'''
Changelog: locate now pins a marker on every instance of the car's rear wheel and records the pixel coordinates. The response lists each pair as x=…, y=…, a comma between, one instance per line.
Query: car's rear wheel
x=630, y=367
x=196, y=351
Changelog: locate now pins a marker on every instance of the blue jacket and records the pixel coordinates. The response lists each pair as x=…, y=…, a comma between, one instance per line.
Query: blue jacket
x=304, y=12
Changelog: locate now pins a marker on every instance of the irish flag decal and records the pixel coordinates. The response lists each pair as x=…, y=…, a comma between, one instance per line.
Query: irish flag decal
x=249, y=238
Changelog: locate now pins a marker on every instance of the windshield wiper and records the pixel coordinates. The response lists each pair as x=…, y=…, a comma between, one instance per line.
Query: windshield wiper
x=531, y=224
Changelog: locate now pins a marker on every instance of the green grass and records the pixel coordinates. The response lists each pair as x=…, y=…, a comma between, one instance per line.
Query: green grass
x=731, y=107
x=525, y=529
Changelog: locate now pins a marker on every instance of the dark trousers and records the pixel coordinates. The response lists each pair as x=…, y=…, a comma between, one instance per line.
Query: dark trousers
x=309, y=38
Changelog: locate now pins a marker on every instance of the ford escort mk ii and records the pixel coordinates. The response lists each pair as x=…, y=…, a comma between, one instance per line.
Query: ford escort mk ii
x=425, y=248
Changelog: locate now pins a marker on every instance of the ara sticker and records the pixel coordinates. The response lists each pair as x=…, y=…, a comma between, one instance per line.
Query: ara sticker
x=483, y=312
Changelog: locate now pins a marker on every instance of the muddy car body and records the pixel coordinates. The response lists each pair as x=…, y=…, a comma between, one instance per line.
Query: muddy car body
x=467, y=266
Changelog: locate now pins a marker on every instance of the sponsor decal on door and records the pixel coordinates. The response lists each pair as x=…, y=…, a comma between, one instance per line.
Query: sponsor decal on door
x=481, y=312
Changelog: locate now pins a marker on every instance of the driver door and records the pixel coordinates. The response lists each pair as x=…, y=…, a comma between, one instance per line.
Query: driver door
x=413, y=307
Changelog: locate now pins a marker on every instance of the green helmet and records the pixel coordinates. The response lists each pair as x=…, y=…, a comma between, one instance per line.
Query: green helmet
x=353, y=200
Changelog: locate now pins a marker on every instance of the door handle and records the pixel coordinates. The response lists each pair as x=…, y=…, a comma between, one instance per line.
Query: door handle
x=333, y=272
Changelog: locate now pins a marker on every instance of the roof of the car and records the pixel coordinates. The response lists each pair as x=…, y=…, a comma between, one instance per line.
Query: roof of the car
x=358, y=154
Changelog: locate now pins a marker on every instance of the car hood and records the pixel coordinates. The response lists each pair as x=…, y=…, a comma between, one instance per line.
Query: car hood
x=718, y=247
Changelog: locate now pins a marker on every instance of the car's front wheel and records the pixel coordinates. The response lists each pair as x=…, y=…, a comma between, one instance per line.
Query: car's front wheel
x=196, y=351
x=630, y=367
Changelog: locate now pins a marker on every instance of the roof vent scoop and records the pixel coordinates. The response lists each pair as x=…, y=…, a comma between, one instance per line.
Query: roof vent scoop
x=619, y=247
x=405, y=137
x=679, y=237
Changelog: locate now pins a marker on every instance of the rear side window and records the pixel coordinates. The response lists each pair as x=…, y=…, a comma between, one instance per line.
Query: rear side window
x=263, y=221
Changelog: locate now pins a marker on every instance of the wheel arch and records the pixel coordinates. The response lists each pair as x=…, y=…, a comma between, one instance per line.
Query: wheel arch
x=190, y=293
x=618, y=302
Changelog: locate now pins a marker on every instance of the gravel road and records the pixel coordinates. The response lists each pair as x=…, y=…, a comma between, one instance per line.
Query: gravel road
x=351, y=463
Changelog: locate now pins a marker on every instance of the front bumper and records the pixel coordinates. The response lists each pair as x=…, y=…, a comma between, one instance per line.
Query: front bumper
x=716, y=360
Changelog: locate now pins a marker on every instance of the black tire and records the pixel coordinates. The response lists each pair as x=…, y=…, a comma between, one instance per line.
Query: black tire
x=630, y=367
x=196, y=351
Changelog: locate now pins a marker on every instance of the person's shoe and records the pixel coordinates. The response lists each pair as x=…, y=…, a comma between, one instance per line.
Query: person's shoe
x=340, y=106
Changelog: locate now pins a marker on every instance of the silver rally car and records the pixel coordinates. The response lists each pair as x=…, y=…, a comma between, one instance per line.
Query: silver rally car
'''
● **Work request**:
The data should be written out again in full, exactly as it stands.

● **Output for this exercise**:
Changelog: locate now pins a marker on every instance of the car's rear wheel and records the pixel coordinates. The response lists each pair as x=…, y=…, a comma between, one instance per line.
Query: car's rear wheel
x=630, y=367
x=196, y=351
Changelog: locate now pins a marker on every instance of the blue jacket and records the pixel coordinates. The response lists each pair as x=…, y=…, a comma between, one instance per line.
Query: blue jacket
x=304, y=12
Changelog: locate now pins a marker on every instance of the irish flag decal and records the pixel coordinates. The response lists each pair as x=…, y=…, a comma between, one instance per line.
Query: irish flag decal
x=249, y=238
Changelog: locate now pins a marker on every instance of the windshield wiper and records the pixel coordinates. The response lists each pair as x=…, y=…, a comma between, one instance per line.
Query: windshield wiper
x=531, y=224
Changelog: locate now pins a marker on every instance of the green grass and records the pixel coordinates. The response lists each pair as x=…, y=…, a comma between, one instance per line.
Query: green grass
x=731, y=107
x=525, y=529
Changelog: locate now pins a marker on every instance of the dark trousers and records the pixel coordinates. The response lists each pair as x=…, y=…, a comma between, one instance per line.
Query: dark trousers
x=309, y=38
Changelog: locate now pins a marker on every instance of the ford escort mk ii and records the pixel coordinates. The response lists each pair as x=…, y=…, a comma between, one instance per line.
Query: ford escort mk ii
x=425, y=248
Changelog: locate now pins a marker on every instance of the ara sticker and records the pixel coordinates. The response lists each pair as x=…, y=…, a comma between, one instance per line.
Query: ara sticker
x=483, y=312
Changelog: locate now pins a marker on every instance of the muddy car body and records the pixel coordinates. The response lists each pair as x=…, y=…, a comma between, one instance per line.
Query: muddy car body
x=467, y=266
Changelog: locate now pins a marker on every instance of the sponsor decal on door and records the pixel coordinates. The response lists each pair as x=…, y=…, a comma between, one instance per line.
Query: sponsor decal on door
x=481, y=312
Changelog: locate now pins a marker on every instance of the driver door and records the pixel coordinates. The response lists each pair as x=…, y=…, a comma between, one instance per line.
Query: driver door
x=413, y=307
Changelog: locate now pins a marker on every instance of the green helmet and records the pixel coordinates. The response lists each pair as x=…, y=…, a comma between, one instance per line.
Query: green helmet
x=353, y=200
Changelog: locate now pins a marker on every instance of the door handle and records the pixel coordinates. The response lists each pair as x=…, y=…, a comma between, one instance per line.
Query: door handle
x=333, y=272
Changelog: locate now pins a marker on every instance of the roof of the car and records the pixel coordinates. The response lists each pair as x=…, y=…, a comma between, one instance per line.
Query: roof of the car
x=358, y=154
Changelog: locate now pins a marker on every instance of the car hood and records the pixel coordinates. The response lists each pair as x=…, y=…, a comma between, one instance per line.
Query: car hood
x=718, y=247
Changelog: locate now pins a marker on every instance of the car's front wheel and records the pixel coordinates. The response lists each pair as x=…, y=…, a comma between, one instance per line.
Query: car's front wheel
x=196, y=351
x=630, y=367
Changelog: locate now pins a marker on every instance of the roof vent scoop and records the pixel coordinates. The response lists each pair as x=…, y=…, a comma between, one instance per line.
Query: roof vent scoop
x=619, y=247
x=405, y=137
x=679, y=237
Changelog: locate now pins a marker on every instance of the rear side window and records the pixel coordinates. The response lists each pair as x=…, y=…, a comma between, one instance per line.
Query: rear side window
x=263, y=221
Changelog: locate now pins a marker on every instance of the wheel arch and records the pixel coordinates. The response lists each pair as x=…, y=…, a comma between, one instance per line.
Query: wheel arch
x=190, y=293
x=618, y=302
Changelog: locate now pins a marker on every instance of the gravel road and records the pixel coordinates. The response lists each pair as x=…, y=…, a comma between, one instance per line.
Query: gravel road
x=351, y=463
Changelog: locate now pins a marker on every instance of the front bumper and records the pixel coordinates. The response lists each pair as x=…, y=…, a comma between, one instance per line.
Query: front bumper
x=716, y=360
Changelog: locate now pins a marker on every instance of the black tire and records the pixel coordinates. The response lists each pair as x=…, y=…, a comma between, one instance per line.
Query: black tire
x=630, y=367
x=196, y=351
Changelog: locate now pins a marker on every instance of the person's shoe and records the pixel coordinates. The response lists each pair as x=…, y=…, a comma between, one instance per line.
Query: person's shoe
x=340, y=106
Changelog: locate now pins a marker on every instance of the silver rally car and records the pixel coordinates. The response lists each pair as x=…, y=…, a comma between, one instance per line.
Query: silver rally car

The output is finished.